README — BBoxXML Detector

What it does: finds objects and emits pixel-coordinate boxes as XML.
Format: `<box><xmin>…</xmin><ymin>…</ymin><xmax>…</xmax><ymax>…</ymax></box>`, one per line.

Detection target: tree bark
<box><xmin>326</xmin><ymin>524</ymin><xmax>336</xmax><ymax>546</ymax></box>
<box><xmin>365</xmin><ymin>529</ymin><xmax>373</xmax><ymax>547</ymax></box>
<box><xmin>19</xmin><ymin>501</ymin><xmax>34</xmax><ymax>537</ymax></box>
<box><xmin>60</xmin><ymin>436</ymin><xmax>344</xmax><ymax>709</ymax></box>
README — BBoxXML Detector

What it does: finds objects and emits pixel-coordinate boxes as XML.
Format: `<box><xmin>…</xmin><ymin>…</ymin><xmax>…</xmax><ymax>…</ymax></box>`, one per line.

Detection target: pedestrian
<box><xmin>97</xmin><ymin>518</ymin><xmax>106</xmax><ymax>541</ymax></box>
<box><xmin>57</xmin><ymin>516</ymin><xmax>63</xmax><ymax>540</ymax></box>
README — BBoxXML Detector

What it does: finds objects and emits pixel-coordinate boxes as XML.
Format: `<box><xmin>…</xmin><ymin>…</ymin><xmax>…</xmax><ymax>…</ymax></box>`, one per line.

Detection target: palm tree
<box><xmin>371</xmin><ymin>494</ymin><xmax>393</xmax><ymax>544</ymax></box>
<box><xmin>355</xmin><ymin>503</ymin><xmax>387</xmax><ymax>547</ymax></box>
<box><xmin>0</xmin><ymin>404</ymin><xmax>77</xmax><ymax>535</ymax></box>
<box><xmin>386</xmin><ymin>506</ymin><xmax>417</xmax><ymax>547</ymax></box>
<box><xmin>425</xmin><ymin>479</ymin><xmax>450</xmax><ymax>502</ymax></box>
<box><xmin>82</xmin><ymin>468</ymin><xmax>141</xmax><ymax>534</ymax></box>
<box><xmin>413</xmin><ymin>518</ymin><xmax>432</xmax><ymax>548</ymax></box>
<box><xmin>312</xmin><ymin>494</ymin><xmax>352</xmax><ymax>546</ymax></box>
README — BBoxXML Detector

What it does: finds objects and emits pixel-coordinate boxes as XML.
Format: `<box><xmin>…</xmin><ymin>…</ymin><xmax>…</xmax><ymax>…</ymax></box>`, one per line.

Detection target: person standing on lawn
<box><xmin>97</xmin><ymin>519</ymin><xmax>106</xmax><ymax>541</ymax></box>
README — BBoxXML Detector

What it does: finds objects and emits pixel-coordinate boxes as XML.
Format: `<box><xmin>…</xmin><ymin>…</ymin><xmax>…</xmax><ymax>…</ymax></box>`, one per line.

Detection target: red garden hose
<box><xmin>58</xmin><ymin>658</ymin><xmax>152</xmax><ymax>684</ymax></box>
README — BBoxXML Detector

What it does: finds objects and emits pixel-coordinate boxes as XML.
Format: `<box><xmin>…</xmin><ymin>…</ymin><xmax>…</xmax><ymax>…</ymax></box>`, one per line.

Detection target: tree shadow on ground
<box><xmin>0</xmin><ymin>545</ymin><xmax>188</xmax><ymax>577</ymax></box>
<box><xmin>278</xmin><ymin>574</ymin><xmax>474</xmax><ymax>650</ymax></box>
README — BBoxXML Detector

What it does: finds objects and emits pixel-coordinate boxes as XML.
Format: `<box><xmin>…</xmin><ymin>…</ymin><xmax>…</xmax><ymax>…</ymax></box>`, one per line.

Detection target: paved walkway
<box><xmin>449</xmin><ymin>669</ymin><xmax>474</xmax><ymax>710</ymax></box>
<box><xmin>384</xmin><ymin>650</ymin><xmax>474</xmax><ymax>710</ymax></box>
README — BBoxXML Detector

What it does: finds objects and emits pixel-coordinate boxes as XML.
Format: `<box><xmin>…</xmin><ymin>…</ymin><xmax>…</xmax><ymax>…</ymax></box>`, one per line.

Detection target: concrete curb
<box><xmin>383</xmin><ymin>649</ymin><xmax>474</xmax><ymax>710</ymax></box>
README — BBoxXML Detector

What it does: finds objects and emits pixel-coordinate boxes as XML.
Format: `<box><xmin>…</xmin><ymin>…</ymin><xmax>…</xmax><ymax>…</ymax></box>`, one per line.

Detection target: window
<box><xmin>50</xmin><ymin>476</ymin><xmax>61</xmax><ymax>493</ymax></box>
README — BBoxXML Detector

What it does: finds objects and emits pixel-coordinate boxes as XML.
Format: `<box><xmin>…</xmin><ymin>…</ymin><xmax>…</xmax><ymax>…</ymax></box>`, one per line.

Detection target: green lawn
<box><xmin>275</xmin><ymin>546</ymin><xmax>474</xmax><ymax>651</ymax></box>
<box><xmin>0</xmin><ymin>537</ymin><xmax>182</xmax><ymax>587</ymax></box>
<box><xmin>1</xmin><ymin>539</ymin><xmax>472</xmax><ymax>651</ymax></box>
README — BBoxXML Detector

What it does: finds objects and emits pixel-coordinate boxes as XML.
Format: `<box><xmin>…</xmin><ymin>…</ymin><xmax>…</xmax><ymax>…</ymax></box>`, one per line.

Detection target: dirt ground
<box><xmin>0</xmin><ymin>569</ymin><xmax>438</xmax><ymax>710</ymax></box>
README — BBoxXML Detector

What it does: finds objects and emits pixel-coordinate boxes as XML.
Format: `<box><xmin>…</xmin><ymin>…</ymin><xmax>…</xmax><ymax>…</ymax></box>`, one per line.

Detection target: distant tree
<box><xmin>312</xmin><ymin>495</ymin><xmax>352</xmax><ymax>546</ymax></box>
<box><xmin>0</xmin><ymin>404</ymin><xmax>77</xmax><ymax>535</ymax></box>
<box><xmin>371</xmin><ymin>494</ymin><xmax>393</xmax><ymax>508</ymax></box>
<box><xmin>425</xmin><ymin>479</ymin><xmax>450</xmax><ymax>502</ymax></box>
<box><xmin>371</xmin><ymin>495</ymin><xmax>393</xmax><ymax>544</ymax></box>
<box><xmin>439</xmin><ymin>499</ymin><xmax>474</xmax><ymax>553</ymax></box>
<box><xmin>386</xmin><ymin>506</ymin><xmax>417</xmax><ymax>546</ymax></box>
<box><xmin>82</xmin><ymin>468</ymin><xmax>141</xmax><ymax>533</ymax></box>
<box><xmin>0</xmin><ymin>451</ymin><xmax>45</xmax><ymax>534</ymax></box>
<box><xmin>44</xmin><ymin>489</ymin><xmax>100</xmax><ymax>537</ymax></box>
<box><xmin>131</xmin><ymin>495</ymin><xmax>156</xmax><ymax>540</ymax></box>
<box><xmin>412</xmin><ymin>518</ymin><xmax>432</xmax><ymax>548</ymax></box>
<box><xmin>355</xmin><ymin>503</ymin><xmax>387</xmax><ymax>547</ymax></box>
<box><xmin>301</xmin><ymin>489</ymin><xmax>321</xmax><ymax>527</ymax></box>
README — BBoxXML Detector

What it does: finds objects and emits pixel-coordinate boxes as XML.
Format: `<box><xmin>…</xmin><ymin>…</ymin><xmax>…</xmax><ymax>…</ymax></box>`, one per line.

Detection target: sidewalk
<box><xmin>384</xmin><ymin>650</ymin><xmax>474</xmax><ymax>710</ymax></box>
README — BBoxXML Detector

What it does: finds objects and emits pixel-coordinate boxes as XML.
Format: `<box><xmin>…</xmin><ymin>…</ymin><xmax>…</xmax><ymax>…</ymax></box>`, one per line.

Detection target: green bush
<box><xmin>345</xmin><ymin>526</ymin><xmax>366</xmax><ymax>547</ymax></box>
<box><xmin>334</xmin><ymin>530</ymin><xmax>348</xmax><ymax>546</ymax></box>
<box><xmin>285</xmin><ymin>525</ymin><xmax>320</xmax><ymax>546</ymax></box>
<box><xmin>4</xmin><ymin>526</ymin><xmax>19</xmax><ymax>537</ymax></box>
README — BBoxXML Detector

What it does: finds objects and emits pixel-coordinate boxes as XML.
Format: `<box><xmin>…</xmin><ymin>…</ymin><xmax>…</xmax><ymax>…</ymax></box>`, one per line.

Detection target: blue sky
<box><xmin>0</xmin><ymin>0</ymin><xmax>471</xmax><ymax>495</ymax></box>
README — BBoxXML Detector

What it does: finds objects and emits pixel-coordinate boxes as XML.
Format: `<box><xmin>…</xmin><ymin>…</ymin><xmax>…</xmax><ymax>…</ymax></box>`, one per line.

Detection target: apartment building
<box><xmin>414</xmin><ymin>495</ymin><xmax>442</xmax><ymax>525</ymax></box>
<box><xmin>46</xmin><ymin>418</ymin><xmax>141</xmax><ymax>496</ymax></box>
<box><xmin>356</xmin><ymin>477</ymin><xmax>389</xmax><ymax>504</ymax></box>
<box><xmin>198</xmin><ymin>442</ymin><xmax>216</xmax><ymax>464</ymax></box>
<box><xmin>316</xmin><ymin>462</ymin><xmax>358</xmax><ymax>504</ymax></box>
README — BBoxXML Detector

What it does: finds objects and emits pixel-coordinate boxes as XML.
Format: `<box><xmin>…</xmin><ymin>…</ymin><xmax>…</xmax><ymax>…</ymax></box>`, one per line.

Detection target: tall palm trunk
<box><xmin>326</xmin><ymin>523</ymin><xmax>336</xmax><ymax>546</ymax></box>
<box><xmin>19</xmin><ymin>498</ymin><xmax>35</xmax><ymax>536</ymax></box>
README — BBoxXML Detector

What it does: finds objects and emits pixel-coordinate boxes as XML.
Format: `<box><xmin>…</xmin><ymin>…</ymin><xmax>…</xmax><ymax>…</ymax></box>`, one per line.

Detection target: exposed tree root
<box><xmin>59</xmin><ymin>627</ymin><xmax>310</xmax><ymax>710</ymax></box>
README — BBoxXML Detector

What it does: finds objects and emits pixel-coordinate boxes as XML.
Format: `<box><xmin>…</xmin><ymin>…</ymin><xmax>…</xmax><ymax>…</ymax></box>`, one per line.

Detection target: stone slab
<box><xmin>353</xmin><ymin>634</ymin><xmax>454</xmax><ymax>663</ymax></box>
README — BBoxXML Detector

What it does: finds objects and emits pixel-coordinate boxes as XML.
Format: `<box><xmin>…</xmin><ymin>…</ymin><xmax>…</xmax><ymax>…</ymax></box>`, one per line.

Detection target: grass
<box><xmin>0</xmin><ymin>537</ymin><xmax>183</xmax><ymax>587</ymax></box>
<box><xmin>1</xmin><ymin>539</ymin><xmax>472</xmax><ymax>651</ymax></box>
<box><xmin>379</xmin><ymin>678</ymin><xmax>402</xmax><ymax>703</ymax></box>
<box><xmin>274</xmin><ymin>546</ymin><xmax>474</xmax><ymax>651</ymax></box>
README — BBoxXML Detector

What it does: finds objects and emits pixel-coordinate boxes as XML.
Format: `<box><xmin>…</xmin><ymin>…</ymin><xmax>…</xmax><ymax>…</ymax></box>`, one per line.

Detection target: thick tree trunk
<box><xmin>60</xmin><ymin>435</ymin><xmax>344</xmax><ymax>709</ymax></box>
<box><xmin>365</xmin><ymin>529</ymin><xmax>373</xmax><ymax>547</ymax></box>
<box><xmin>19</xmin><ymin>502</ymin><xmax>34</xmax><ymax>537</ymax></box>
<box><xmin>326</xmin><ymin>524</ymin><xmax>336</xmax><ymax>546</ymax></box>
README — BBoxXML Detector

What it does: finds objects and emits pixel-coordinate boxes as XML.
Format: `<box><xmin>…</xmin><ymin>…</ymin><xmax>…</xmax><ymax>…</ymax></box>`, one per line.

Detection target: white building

### Description of the task
Word for word, repeat the lines from the one holding "Detection target: thick tree trunk" through the last line of the entries, both included.

### Exercise solution
Detection target: thick tree trunk
<box><xmin>60</xmin><ymin>435</ymin><xmax>344</xmax><ymax>709</ymax></box>
<box><xmin>365</xmin><ymin>529</ymin><xmax>373</xmax><ymax>547</ymax></box>
<box><xmin>19</xmin><ymin>502</ymin><xmax>34</xmax><ymax>537</ymax></box>
<box><xmin>326</xmin><ymin>524</ymin><xmax>336</xmax><ymax>546</ymax></box>
README — BBoxXML Detector

What it does: finds objects and emits pixel-coordinate boxes as XML.
Format: `<box><xmin>…</xmin><ymin>…</ymin><xmax>…</xmax><ymax>…</ymax></box>`, one per line.

Detection target: white building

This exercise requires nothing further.